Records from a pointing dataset
======

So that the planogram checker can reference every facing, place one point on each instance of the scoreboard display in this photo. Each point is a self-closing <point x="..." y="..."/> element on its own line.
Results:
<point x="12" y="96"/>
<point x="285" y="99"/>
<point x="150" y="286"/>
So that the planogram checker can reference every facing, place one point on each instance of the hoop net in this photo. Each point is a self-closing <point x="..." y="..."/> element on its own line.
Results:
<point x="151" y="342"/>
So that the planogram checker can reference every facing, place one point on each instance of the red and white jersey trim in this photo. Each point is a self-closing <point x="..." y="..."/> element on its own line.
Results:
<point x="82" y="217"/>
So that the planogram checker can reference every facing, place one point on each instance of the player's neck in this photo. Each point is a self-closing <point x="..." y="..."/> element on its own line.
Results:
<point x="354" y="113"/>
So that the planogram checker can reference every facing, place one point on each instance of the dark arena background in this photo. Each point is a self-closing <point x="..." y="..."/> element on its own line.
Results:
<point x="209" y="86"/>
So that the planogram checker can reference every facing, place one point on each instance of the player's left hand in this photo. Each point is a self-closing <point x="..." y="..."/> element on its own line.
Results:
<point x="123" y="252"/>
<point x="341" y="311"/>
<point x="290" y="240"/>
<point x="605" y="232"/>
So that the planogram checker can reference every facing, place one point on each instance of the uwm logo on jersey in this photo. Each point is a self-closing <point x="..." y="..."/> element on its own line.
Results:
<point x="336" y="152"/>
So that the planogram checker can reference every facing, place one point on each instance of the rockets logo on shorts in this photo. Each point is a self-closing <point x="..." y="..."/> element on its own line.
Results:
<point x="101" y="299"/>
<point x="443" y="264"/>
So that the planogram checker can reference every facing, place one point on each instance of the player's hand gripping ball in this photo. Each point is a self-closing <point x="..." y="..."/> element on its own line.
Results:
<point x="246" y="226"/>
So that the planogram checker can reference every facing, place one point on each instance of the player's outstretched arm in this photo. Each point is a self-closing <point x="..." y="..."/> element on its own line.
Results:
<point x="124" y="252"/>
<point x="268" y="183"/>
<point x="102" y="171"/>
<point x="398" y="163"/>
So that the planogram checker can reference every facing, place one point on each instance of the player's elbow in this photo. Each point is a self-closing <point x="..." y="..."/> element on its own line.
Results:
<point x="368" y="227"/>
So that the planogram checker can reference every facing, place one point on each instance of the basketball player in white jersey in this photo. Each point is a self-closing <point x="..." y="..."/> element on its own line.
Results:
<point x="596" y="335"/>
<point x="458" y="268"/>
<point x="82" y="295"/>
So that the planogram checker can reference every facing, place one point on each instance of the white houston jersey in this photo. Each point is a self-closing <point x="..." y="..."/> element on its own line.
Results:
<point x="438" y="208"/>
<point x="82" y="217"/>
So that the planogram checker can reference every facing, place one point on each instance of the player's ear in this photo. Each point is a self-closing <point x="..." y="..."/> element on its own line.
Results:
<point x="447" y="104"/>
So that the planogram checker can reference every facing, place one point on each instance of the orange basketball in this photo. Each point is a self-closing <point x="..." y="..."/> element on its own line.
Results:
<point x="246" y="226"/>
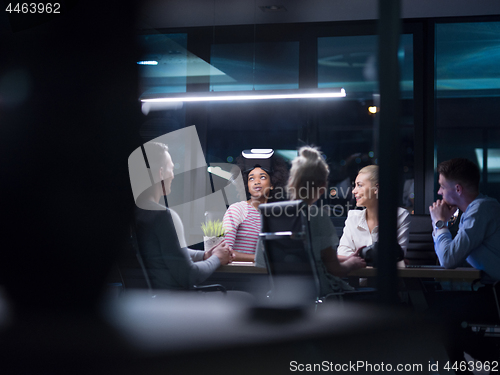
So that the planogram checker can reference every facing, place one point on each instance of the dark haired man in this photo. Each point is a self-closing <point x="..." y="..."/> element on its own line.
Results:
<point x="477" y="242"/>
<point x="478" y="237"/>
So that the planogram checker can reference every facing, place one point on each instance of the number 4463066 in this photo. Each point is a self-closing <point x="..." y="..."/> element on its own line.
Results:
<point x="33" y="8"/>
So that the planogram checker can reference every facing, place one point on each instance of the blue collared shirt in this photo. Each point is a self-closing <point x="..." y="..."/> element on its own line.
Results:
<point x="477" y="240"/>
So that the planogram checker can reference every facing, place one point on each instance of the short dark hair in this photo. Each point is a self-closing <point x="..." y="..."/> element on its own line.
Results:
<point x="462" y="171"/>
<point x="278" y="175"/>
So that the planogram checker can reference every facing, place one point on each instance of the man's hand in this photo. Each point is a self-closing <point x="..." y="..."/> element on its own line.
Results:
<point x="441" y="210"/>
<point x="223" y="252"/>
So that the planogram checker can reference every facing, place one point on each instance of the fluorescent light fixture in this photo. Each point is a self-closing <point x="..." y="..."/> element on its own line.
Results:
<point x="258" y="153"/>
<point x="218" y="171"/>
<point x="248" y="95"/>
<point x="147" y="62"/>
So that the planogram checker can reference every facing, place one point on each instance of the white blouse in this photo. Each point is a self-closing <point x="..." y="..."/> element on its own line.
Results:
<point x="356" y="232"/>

======

Quote all of the items above word for word, leaving out the pictures.

So that the planogram checker can reference every facing, place one point on each instance of the scoreboard display in this photo. Each point is a self-closing <point x="..." y="..."/> element on its own line.
Results:
<point x="12" y="96"/>
<point x="285" y="99"/>
<point x="150" y="286"/>
So that the planogram checker can reference every facing, place one point on each instance of the hoop net in this photo. Each point is a self-closing <point x="..." y="..."/> element on its own line.
Results:
<point x="151" y="342"/>
So that the planogram checker can reference every facing, place one point on each instance of the red and white jersey trim in this photo. Each point is a self-closing <point x="..." y="..."/> element on its own line.
Results:
<point x="82" y="217"/>
So that the planogram checker can reference every facing, place one point on each instance of the player's neck in this photo. Each point is a self-closing <point x="..." y="..."/> element on its own line.
Results:
<point x="354" y="113"/>
So that the planogram checker can reference every facing, place one point on each instance of the dark arena background in this photo. Each point is a self-closing <point x="..." y="..."/> element on its own line.
Results:
<point x="209" y="86"/>
So that the planogram checker can reference every facing, place one point on each instance of the player's left hand in this photo. Each point is a self-closing <point x="..." y="..."/> element on its own line.
Results:
<point x="123" y="252"/>
<point x="341" y="311"/>
<point x="290" y="240"/>
<point x="605" y="232"/>
So that the planogram checker can reference every facing, place one point on each instance of the uwm logo on jersey in this photo. Each point is a self-closing <point x="..." y="..."/> element on its own line.
Results:
<point x="336" y="152"/>
So that the planogram checker can reference every facing, place one point on each instance of the rockets logo on shorts in this photo. Each point is a self-closing <point x="..." y="..."/> element on its own line.
Results:
<point x="101" y="299"/>
<point x="443" y="264"/>
So that the planogram checker can reference every facing, place one point on each instance of the player's hand gripping ball in this photo. Each point is a self-closing <point x="..." y="..."/> element on its own line.
Results:
<point x="246" y="226"/>
So that the planogram checker can reference every facing, place one point on each instance of the player's outstretched arm in this photo. Each point is a self-closing <point x="..." y="..."/> element on its own line.
Results:
<point x="124" y="252"/>
<point x="268" y="183"/>
<point x="102" y="171"/>
<point x="398" y="163"/>
So that the planogram checker can reference every facing, place one point on each instance of the player's elbow in this photo. Each point is a self-closing <point x="..." y="..."/> element on its own line.
Results:
<point x="368" y="227"/>
So that the planogram checker can reference every facing, place one point on each instance of the basketball player in white jersey in this photo. Each point is a self-closing <point x="..." y="..."/> element on its own line.
Results:
<point x="596" y="335"/>
<point x="458" y="268"/>
<point x="82" y="295"/>
So that the planogram checker can reference every facing, place one point on each instance of the white houston jersey in this photo. Each point is a self-closing <point x="..." y="..."/> element on its own line.
Results:
<point x="438" y="208"/>
<point x="82" y="217"/>
So that the planogram checker can reference every facing, place one point on each instance of the player's ear in this photo. Each point is a self-closing <point x="..." y="..."/> element on its own line.
Results:
<point x="447" y="104"/>
So that the planogram checker can reference every facing, place one point on each instance of the orange basketball in this photo. Each point is a self-closing <point x="..." y="..."/> element on its own line.
Results:
<point x="246" y="226"/>
So that the planogram checker can reference every facing, place one point on each instance of the dark haired man in this photo. Each point is a self-closing <point x="..." y="..."/> element on its own line.
Results:
<point x="477" y="242"/>
<point x="478" y="237"/>
So that the planogram checker can reference every facing, place one point on each instance of the number 4463066 in this photo. Each point is a self-closing <point x="..." y="..."/> element on its own line.
Results:
<point x="33" y="8"/>
So that the planogram checker can reference every facing, place one point on each instance of the blue collared shirt in this photo. Each point is a self-closing <point x="..." y="..."/> element on its own line.
Results:
<point x="477" y="240"/>
So that the planogram checker can reference every facing, place one point on each instance of the short dark hair in this photo. Each point is a self-closing <point x="..." y="..."/> element on its own line.
Results:
<point x="462" y="171"/>
<point x="278" y="175"/>
So that the planogram checker can reference every facing, place one point on each instance of the man's hand in this photo. Each point is a self-closing <point x="..." y="..."/> element on its own line.
Results:
<point x="441" y="210"/>
<point x="223" y="252"/>
So that the planogram checker can reference every facing, place one point on each instance of the fluorescent light fixture in this photo. Each point is a self-closing <point x="..." y="..."/> element on its own line.
Results:
<point x="258" y="153"/>
<point x="218" y="171"/>
<point x="248" y="95"/>
<point x="147" y="62"/>
So that the planogram checker can reference every facing, place one point on each instance of the white blouse in this photo. Each point is a self-closing <point x="..." y="..."/> element on its own line.
Results:
<point x="356" y="232"/>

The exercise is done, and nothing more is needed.